▶ [Tareas a realizar]
**a.** Según el texto sobre Karl Pilkington, ¿a quiénes se les ocurrió la idea?
**b.** Reproduce literalmente el fragmento del texto sobre Karl Pilkington que va desde "Karl Pilkington, al" hasta "reír como micos.".
**c.** Prolonga el texto sobre Karl Pilkington a partir de su última oración.
**** Texto proporcionado
La idea, desde luego, es cojonuda, y se le pudo haber ocurrido a cualquiera. Pero, mira tú por dónde, se les ocurrió a Ricky Gervais y a Stephen Merchant, que miran el mundo de una manera muy cínica y particular. Y además tienen el dinero necesario para producir sus propias pedradas y traer la carcajada y el solaz a nuestros hogares.           

Karl Pilkington, al contrario que otros viajeros de la tele, no dice que un monumento le ha conmovido si en realidad le ha dejado indiferente. No finge desmayos ni catarsis si en su interior no resuena el misterio de las Pirámides o la longitud de la Gran Muralla China. Pilkington lo mira todo con ojos de niño, asombrado por la idea de estar tan lejos de casa, pero no siempre responde como un turista que alardea de un gusto exquisito o de una cultura irrefutable. Pilkington no hace halago de la gastronomía si no le gusta, de la cultura si no la entiende. Con él no van los postureos. Pilkington, desde su tierna simpleza, dice exactamente lo que piensa, y en eso consiste la gracia del programa y el meollo de la cuestión. Lo suyo es de una honradez intelectual que conmueve, aparte de hacernos reír como micos.
********
**** Material presentado
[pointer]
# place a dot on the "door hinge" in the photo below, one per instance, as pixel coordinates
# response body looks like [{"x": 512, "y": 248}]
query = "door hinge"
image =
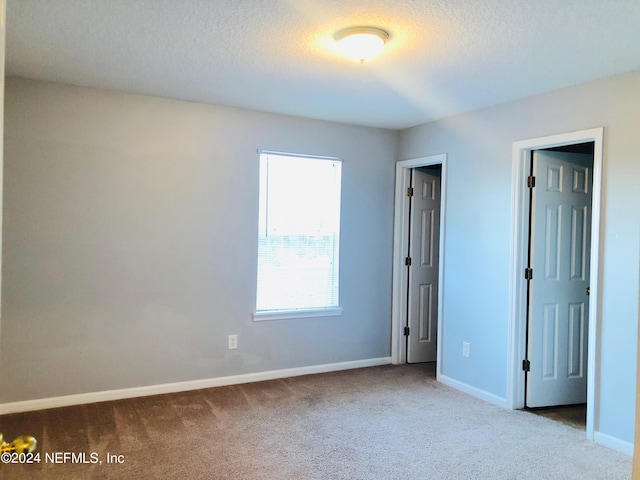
********
▶ [Las respuestas]
**a.** A Ricky Gervais y a Stephen Merchant.

**b.**
Karl Pilkington, al contrario que otros viajeros de la tele, no dice que un monumento le ha conmovido si en realidad le ha dejado indiferente. No finge desmayos ni catarsis si en su interior no resuena el misterio de las Pirámides o la longitud de la Gran Muralla China. Pilkington lo mira todo con ojos de niño, asombrado por la idea de estar tan lejos de casa, pero no siempre responde como un turista que alardea de un gusto exquisito o de una cultura irrefutable. Pilkington no hace halago de la gastronomía si no le gusta, de la cultura si no la entiende. Con él no van los postureos. Pilkington, desde su tierna simpleza, dice exactamente lo que piensa, y en eso consiste la gracia del programa y el meollo de la cuestión. Lo suyo es de una honradez intelectual que conmueve, aparte de hacernos reír como micos.

**c.**
Luego resultó que no, que Karl Pilkington -como T. había predicho desde el principio- no era un idiota de verdad, sino un idiota fake, un actor metido en la faena. Un compinche de Gervais y Merchant que asume el papel de clown en la pantalla. Pero eso no resta valor a las cosas que dice. Pilkington, hablando como un niño, reduce las cosas a la esencia de lo evidente, y suelta verdades que sólo un borracho podría igualar en agudeza.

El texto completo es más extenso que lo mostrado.